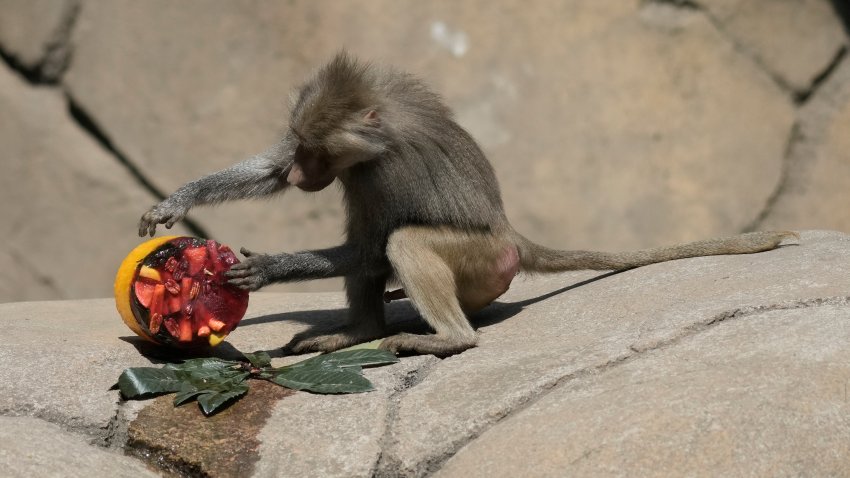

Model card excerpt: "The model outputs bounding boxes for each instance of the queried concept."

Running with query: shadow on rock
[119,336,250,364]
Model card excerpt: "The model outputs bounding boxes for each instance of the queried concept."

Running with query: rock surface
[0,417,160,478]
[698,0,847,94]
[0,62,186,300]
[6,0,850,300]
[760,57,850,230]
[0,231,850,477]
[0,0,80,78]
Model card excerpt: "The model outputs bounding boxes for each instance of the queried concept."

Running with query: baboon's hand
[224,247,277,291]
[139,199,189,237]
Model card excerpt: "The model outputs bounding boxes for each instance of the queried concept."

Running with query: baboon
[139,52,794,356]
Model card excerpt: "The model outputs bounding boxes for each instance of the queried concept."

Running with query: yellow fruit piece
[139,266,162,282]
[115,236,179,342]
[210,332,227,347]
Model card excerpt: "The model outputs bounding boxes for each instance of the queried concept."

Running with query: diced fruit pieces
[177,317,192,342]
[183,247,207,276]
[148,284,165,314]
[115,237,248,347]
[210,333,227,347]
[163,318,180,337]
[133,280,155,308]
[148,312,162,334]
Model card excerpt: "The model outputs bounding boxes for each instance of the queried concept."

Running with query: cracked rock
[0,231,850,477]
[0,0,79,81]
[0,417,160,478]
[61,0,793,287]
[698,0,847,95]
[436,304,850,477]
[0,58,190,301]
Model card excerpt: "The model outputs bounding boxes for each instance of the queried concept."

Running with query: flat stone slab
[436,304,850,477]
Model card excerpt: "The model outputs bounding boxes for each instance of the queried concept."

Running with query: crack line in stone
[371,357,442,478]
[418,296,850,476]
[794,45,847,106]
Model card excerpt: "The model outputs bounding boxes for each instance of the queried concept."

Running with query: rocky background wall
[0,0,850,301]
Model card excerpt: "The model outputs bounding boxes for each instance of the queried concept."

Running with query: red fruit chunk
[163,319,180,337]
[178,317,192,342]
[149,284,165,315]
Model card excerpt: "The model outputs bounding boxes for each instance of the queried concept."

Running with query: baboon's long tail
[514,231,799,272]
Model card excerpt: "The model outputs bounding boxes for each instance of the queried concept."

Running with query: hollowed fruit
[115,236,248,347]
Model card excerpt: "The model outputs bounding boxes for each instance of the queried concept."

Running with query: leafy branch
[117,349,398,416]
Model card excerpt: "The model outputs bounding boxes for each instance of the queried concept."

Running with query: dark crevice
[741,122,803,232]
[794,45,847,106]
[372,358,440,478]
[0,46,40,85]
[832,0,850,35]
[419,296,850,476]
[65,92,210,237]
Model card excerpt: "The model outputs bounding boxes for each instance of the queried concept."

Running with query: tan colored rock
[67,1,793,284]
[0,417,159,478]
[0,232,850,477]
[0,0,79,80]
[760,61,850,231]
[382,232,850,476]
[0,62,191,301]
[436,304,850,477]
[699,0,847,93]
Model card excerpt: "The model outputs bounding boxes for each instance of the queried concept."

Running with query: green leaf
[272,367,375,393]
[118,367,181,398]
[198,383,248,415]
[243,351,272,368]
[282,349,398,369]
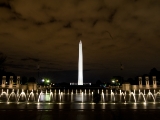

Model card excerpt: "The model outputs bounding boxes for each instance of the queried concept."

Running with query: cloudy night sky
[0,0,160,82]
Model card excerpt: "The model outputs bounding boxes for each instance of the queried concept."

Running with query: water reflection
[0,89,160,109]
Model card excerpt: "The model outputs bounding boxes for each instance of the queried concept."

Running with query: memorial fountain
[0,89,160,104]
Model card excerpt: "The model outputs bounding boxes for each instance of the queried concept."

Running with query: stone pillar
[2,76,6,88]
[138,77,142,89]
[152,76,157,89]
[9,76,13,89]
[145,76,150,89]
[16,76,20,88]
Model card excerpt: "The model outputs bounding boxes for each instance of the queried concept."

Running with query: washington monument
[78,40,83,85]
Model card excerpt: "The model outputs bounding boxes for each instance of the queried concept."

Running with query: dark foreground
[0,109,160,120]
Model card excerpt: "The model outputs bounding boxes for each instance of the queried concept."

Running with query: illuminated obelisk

—————

» YOUR TASK
Copy out every one of the records above word for word, leaving out the pictures.

» FULL RESPONSE
Model card excerpt: "The model outputs bounding boxes for each instance of the queried concept."

Running with query: shadow on rock
[119,336,250,364]
Model card excerpt: "The model outputs bounding boxes for each instance of the queried concept."

Running with query: rock surface
[0,417,160,478]
[698,0,847,94]
[0,62,186,300]
[6,0,850,300]
[760,57,850,230]
[0,231,850,477]
[0,0,80,78]
Model card excerpt: "The model outputs bounding boxes for each instance of the queried concept."

Running with query: baboon's hand
[224,247,277,291]
[139,199,189,237]
Model card excerpt: "The model outputs bounding boxes for each instance of the queried concept."

Running with query: baboon
[139,52,794,356]
Model card excerpt: "The model outputs bounding boxes for each instance of the queried concept."

Running with query: yellow fruit piece
[139,266,162,282]
[115,236,179,342]
[210,332,227,347]
Model card excerpt: "The model outputs bounding boxes for each instance of the queried concept."

Running with query: diced fruit pieces
[177,317,192,342]
[183,247,207,276]
[148,284,165,314]
[115,237,248,347]
[210,333,227,347]
[163,318,180,337]
[133,280,155,308]
[148,312,162,334]
Model card excerpt: "The model outputs bounding boxes for each instance of the queried concept."

Running with query: cracked rock
[0,231,850,477]
[0,0,79,81]
[0,417,160,478]
[61,0,793,287]
[698,0,847,95]
[436,304,850,477]
[0,58,190,301]
Model card excerpt: "The model outputs bounding boxes for each instance of the queried concept."

Running with query: flat stone slab
[436,304,850,477]
Model card excerpt: "The model outputs bounding boxes for each instance of the queried concept."

Running with query: crack line in stone
[371,357,442,478]
[418,296,850,476]
[794,45,847,106]
Model card excerpt: "The model outputs bounding boxes for each instance of the queried concept."

Running with query: rocky background wall
[0,0,850,301]
Model card excerpt: "The model outputs bounding boxes for each instance of the queried concept."

Running with query: red fruit chunk
[163,319,180,337]
[178,317,192,342]
[149,284,165,315]
Model card excerpt: "The model outputs bounding boxes for each instance of the queried concept."

Running with query: baboon's long tail
[514,231,799,272]
Model card excerpt: "The model outputs bounding boxes for each instance of the queried concept."

Running with query: hollowed fruit
[115,236,248,347]
Model card excerpt: "The model outputs bounding boxes for each instance of the queried concept."

Running with query: leafy branch
[117,349,398,416]
Model card excerpt: "The model outputs bounding boxes for each instance of the queried concept."

Running with query: dark crevice
[741,122,803,232]
[794,45,847,106]
[372,358,440,478]
[0,46,40,85]
[832,0,850,35]
[419,296,850,476]
[65,92,210,237]
Model card excerpt: "The model outputs bounding boxes for each instance of the queried concept."

Running with query: tan colored rock
[67,1,793,284]
[0,417,159,478]
[0,232,850,477]
[0,0,79,80]
[760,61,850,231]
[382,232,850,476]
[0,62,191,301]
[436,304,850,477]
[699,0,847,93]
Model card excerpt: "The model outputs bounding boxes for each instance of the queried concept."

Running with query: green leaf
[272,367,375,393]
[118,367,181,398]
[198,383,248,415]
[243,351,272,368]
[282,349,398,369]

Model card excerpt: "The model outputs bounding boxes for each instance of the queried concept."

Running with query: cloudy night sky
[0,0,160,82]
Model card excerpt: "The model outputs bounding boxes for each instance of the queried concept."

Running with query: water reflection
[0,89,160,109]
Model card excerpt: "The model outputs bounding boxes for each instance of the queried concept."

Running with query: memorial fountain
[0,89,160,104]
Model card excerpt: "The model outputs bounding boxes for each instance of the queried concept."

Running with query: stone pillar
[2,76,6,88]
[138,77,142,89]
[152,76,157,89]
[9,76,13,89]
[145,76,150,89]
[16,76,20,88]
Model card excerpt: "The model outputs bounding boxes for each instance of the queried concept."

Running with query: washington monument
[78,40,83,85]
Model card excerpt: "The model outputs bounding boxes for each instance of the queried concept."

Running with query: dark foreground
[0,109,160,120]
Model card excerpt: "The model outputs bounding boxes for each instance of the queried concept."

Running with query: illuminated obelisk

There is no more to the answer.